__Your task__
Answer these three questions from the passage on macrofungi classification models:
1. Which model does the passage say has the lowest classification performance?
2. What was SqueezeNet designed for?
3. In the overall summary, which model comes right after RegNetY-8GF?

__Extracted text__
******

ShuffleNet and SqueezeNet show competitive but slightly lower performance, with their ROC curves indicating a higher false positive rate compared to those of RegNetY-8GF and ResNetV2-50. ShuffleNet, despite its efficient channel shuffling and grouped convolutions, seems to struggle slightly in distinguishing closely related macrofungi species. Similarly, SqueezeNet, designed for extreme parameter efficiency, demonstrates moderate classification ability, but its aggressive compression results in weaker feature extraction, leading to a performance gap compared to deeper models. The test model exhibits the lowest classification performance, as evident from its flatter ROC curve, indicating a higher rate of false positives and weaker discriminatory power between fungal species. This suggests that its feature extraction is not as refined as the other models, potentially due to its simpler architecture or insufficient training convergence.
Overall,
Figure 4 highlights the superiority of RegNetY-8GF in macrofungi classification, followed closely by ResNetV2-50, while ShuffleNet and SqueezeNet provide a balance between efficiency and classification ability. The results also suggest that lighter models, while efficient, may struggle with highly detailed species classification, whereas deeper architectures require adequate optimization and dataset size to fully utilize their potential.

******

__Supplied data__
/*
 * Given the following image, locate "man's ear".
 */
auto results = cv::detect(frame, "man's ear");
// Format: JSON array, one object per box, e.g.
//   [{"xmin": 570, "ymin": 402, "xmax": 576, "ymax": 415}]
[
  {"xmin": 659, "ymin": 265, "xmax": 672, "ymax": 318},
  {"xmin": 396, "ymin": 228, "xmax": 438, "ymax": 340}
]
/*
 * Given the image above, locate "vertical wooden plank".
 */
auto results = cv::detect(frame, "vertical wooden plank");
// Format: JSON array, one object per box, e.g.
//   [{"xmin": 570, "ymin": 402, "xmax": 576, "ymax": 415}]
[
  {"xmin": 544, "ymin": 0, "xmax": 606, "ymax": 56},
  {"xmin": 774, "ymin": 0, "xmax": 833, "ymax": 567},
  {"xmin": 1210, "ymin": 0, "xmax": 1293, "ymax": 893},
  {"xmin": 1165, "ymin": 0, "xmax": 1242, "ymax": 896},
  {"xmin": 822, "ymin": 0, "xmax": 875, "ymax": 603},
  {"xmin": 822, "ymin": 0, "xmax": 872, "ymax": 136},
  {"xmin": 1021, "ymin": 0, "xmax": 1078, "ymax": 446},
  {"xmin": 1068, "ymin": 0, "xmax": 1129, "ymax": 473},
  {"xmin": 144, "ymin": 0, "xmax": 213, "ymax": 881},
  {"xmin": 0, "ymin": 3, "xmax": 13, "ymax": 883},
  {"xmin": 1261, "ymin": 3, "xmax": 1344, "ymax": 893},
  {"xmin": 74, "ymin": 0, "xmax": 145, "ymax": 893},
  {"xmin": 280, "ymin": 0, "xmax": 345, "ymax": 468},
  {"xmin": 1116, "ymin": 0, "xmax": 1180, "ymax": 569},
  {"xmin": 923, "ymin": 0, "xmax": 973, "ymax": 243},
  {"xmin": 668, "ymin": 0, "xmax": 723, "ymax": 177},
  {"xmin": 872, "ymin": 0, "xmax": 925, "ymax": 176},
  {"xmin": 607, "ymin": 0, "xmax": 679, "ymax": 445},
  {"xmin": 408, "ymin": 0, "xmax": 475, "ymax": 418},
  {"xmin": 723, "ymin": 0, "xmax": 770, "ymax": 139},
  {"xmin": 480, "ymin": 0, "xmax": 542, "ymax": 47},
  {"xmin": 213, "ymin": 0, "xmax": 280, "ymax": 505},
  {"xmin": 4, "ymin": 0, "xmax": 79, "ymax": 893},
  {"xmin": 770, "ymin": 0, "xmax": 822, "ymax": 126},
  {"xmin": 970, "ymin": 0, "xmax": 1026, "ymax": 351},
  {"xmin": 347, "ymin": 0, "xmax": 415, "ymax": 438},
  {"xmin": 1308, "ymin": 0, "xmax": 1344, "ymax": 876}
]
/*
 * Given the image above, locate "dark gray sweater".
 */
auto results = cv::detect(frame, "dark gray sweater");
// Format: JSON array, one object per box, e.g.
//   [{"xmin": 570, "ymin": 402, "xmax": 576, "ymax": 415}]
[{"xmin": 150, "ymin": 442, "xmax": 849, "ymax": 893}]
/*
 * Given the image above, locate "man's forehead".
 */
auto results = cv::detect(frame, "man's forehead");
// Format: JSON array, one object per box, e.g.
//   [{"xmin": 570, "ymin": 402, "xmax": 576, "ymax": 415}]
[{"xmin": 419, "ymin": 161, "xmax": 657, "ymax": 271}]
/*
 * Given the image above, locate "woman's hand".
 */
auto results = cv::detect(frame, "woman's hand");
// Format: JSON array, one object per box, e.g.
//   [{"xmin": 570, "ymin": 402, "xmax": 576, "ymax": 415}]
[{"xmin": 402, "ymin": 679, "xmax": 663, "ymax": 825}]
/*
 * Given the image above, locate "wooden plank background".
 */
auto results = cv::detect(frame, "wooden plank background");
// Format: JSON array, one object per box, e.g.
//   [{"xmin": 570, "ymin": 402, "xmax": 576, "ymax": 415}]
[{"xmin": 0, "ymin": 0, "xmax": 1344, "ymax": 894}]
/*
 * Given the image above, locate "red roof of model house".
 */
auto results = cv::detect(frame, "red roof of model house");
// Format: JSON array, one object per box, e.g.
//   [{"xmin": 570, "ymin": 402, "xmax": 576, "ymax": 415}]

******

__Complete response__
1. The test model.
2. Extreme parameter efficiency.
3. ResNetV2-50.